WRITTEN INSTRUCTION: Give the records back in full, exactly as they read.

EXCERPTED RECORDS:

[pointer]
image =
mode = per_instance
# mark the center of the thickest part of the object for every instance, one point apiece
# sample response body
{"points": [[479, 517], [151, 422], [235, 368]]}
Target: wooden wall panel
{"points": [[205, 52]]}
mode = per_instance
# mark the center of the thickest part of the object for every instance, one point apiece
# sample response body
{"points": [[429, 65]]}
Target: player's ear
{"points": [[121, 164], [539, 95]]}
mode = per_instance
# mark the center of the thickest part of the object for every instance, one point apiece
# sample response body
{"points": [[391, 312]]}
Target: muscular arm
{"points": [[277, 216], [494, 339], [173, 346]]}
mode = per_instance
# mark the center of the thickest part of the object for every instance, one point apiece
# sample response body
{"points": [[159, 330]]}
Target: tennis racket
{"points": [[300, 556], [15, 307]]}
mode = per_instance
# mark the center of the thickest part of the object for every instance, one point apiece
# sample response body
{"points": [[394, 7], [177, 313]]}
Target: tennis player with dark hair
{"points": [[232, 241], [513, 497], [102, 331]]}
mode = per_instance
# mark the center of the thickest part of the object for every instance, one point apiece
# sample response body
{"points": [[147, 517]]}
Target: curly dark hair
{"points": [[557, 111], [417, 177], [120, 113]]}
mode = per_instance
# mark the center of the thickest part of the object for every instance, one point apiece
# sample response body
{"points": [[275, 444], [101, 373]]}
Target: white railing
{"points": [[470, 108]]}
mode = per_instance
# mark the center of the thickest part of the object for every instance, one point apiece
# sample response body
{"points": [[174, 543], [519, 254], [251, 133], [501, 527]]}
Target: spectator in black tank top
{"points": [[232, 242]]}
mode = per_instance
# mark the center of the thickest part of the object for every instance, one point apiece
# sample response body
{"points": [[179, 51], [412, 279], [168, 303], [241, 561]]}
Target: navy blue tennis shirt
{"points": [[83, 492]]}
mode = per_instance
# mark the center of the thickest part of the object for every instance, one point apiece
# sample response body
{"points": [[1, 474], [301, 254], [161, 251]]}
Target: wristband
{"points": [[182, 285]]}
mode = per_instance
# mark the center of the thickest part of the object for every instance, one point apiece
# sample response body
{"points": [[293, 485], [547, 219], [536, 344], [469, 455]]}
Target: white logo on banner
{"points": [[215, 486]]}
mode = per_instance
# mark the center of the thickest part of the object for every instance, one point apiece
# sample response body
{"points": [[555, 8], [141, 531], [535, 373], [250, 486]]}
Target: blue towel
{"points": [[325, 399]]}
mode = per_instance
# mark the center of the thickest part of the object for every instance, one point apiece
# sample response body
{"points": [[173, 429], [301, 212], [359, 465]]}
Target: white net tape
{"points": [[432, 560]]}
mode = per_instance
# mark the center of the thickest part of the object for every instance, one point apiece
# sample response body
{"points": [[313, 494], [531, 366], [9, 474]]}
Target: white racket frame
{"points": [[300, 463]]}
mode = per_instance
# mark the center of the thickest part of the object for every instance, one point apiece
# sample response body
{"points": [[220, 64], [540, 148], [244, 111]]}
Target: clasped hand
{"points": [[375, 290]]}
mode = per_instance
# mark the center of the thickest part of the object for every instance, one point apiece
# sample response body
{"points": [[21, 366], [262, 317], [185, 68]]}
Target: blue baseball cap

PROBLEM SOLUTION:
[pointer]
image =
mode = per_instance
# mark the center of the thickest part of the object for every instance, one point apiece
# sample response body
{"points": [[479, 517], [151, 422], [235, 368]]}
Target: wooden wall panel
{"points": [[205, 52]]}
mode = per_instance
# mark the center of the thickest part of the object for every instance, one point apiece
# sample response body
{"points": [[429, 65]]}
Target: player's ear
{"points": [[121, 164], [539, 95]]}
mode = per_instance
# mark the center of the thickest part of the object for every instance, one point apiece
# sample response body
{"points": [[391, 312]]}
Target: muscular arm
{"points": [[277, 216], [494, 339], [173, 346]]}
mode = per_instance
# mark the center of the thickest part of the object for every instance, one point apiece
# sample response body
{"points": [[159, 330]]}
Target: tennis racket
{"points": [[300, 556], [15, 307]]}
mode = per_instance
# mark the center of the thickest part of the object for every instance, one point apiece
# sample response body
{"points": [[394, 7], [177, 313]]}
Target: tennis player with dark hair
{"points": [[232, 241], [513, 497], [102, 331]]}
mode = per_instance
# mark the center of the thickest part of the object for every instance, one point apiece
# sample response body
{"points": [[147, 517]]}
Target: curly dark hair
{"points": [[557, 111], [417, 177], [120, 113]]}
mode = per_instance
# mark the center of the thickest part of the object for every instance, one point apiece
# sample response body
{"points": [[275, 444], [101, 373]]}
Target: white railing
{"points": [[470, 108]]}
mode = per_instance
# mark the center of the thickest part of the object for every instance, one point apiece
# sample response body
{"points": [[174, 543], [519, 254], [251, 133], [501, 527]]}
Target: spectator in black tank top
{"points": [[232, 242]]}
mode = per_instance
# mark the center of the thickest part of the object for every instance, one point apiece
# sample response body
{"points": [[179, 51], [412, 279], [168, 303], [241, 561]]}
Target: navy blue tennis shirt
{"points": [[83, 492]]}
mode = per_instance
# mark the center of the thickest part of the object for every instance, one point apiece
# sample response body
{"points": [[1, 474], [301, 254], [161, 251]]}
Target: wristband
{"points": [[182, 285]]}
mode = per_instance
# mark the center of the thickest part of the object for every instance, one point apiece
# sample response body
{"points": [[293, 485], [547, 219], [536, 344], [469, 455]]}
Target: white logo on banner
{"points": [[215, 486]]}
mode = per_instance
# mark the center of the thickest part of the object for every instance, one point apiece
# sample response body
{"points": [[555, 8], [141, 531], [535, 373], [250, 486]]}
Target: blue towel
{"points": [[325, 399]]}
mode = per_instance
# mark the center of the thickest part of the object for every instance, one point apiece
# sample response body
{"points": [[173, 429], [301, 212], [359, 465]]}
Target: white net tape
{"points": [[432, 560]]}
mode = per_instance
# mark the center of the thickest part of the object for every instance, one point apiece
# sample response body
{"points": [[313, 494], [531, 366], [9, 474]]}
Target: white racket frame
{"points": [[300, 463]]}
mode = per_instance
# mark the center of the thickest part of the object for every instance, one point apiece
# sample response body
{"points": [[220, 64], [540, 148], [244, 111]]}
Target: clasped hand
{"points": [[375, 290]]}
mode = per_instance
# mark the center of the thickest part of the object for every instance, one point apiece
# sample response body
{"points": [[21, 366], [262, 317], [185, 68]]}
Target: blue baseball cap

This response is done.